> [Required work]:
Can you copy out every line from the one containing "Each instance receives exactly one keypoint. Tag the green leaf" through the end of the records, instruction lines included, and shift each point coordinate in those lines by adding 26 to both the x and y values?
■ ■ ■ ■ ■ ■ ■
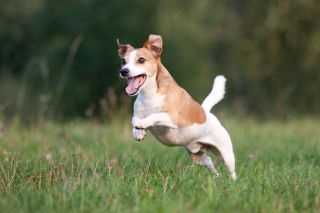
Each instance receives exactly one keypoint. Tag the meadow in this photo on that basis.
(87, 166)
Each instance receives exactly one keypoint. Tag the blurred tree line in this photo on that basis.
(59, 58)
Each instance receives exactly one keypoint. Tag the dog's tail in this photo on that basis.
(216, 94)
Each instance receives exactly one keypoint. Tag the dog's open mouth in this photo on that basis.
(134, 84)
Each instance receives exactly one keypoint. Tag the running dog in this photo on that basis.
(171, 114)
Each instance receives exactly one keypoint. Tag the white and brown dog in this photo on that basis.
(171, 114)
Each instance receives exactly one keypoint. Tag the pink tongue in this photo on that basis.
(133, 86)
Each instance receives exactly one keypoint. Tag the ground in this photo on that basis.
(85, 166)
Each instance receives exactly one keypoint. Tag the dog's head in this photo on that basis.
(139, 65)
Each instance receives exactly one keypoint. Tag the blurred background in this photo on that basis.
(58, 59)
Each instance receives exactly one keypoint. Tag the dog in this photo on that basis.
(170, 113)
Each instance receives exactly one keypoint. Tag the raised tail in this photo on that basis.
(216, 94)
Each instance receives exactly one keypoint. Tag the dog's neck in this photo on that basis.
(157, 83)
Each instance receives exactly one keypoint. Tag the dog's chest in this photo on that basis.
(147, 105)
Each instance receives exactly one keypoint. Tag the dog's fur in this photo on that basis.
(171, 114)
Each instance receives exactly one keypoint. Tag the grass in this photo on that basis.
(89, 167)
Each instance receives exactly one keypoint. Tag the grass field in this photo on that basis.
(90, 167)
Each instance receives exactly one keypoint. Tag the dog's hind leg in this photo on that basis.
(200, 158)
(224, 149)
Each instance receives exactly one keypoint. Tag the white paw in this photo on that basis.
(139, 134)
(137, 123)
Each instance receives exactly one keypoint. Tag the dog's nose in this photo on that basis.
(124, 72)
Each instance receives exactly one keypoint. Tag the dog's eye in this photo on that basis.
(141, 60)
(123, 61)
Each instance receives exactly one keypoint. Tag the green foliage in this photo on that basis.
(63, 54)
(89, 167)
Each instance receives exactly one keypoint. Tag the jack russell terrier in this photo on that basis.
(171, 114)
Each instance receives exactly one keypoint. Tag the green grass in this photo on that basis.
(89, 167)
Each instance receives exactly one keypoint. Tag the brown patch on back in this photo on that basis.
(183, 110)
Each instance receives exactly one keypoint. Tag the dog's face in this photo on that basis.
(139, 65)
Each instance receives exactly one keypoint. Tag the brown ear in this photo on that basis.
(154, 44)
(123, 48)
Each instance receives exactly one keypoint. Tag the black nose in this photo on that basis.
(124, 72)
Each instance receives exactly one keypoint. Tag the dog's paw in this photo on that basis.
(139, 134)
(137, 123)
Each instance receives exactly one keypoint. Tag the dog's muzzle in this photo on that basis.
(124, 72)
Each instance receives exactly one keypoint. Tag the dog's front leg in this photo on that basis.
(139, 134)
(156, 119)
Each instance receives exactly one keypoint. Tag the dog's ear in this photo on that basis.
(123, 48)
(154, 44)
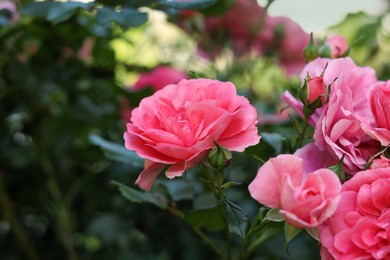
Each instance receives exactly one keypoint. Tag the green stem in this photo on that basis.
(260, 25)
(301, 137)
(16, 228)
(61, 211)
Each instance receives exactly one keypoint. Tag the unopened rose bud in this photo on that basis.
(312, 93)
(316, 88)
(338, 46)
(219, 157)
(381, 162)
(325, 51)
(310, 51)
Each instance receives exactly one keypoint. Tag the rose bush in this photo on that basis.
(180, 123)
(340, 125)
(305, 200)
(360, 228)
(379, 101)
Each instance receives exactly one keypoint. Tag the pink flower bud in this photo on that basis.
(316, 88)
(382, 162)
(338, 45)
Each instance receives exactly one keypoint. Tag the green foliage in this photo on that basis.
(133, 195)
(236, 220)
(117, 152)
(189, 5)
(126, 18)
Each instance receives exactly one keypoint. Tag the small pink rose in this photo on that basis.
(341, 124)
(380, 104)
(360, 228)
(316, 88)
(381, 162)
(159, 77)
(305, 201)
(178, 125)
(338, 45)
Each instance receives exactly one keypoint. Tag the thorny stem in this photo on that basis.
(302, 134)
(16, 228)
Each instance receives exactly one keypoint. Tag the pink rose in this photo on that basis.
(159, 77)
(360, 227)
(316, 88)
(340, 129)
(341, 124)
(305, 201)
(380, 107)
(179, 124)
(381, 162)
(338, 45)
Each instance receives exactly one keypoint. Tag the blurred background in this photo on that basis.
(70, 74)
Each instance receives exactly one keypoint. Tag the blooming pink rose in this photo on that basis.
(305, 201)
(179, 124)
(380, 107)
(381, 162)
(338, 45)
(159, 77)
(360, 227)
(340, 129)
(341, 124)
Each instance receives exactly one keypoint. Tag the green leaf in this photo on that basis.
(229, 184)
(274, 215)
(220, 7)
(267, 230)
(275, 140)
(180, 189)
(63, 11)
(117, 152)
(136, 196)
(236, 220)
(126, 17)
(290, 232)
(188, 5)
(55, 12)
(38, 9)
(313, 232)
(204, 201)
(210, 219)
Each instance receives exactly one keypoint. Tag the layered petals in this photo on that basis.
(180, 123)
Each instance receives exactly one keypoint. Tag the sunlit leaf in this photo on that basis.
■ ■ ■ ■ ■ ■ ■
> [Final answer]:
Each instance receives exactly one keypoint. Tag the green leaf in this photo on that basis.
(255, 210)
(300, 241)
(246, 33)
(293, 256)
(301, 166)
(206, 215)
(89, 37)
(143, 178)
(162, 222)
(262, 246)
(152, 43)
(316, 258)
(214, 31)
(81, 38)
(64, 35)
(339, 258)
(230, 227)
(236, 245)
Each instance receives exactly one keypoint. Tag the layered petals in this photo on that basis.
(206, 149)
Each instance receives exactly one keypoint. Tag the sunlit leaf in this photo on that basis.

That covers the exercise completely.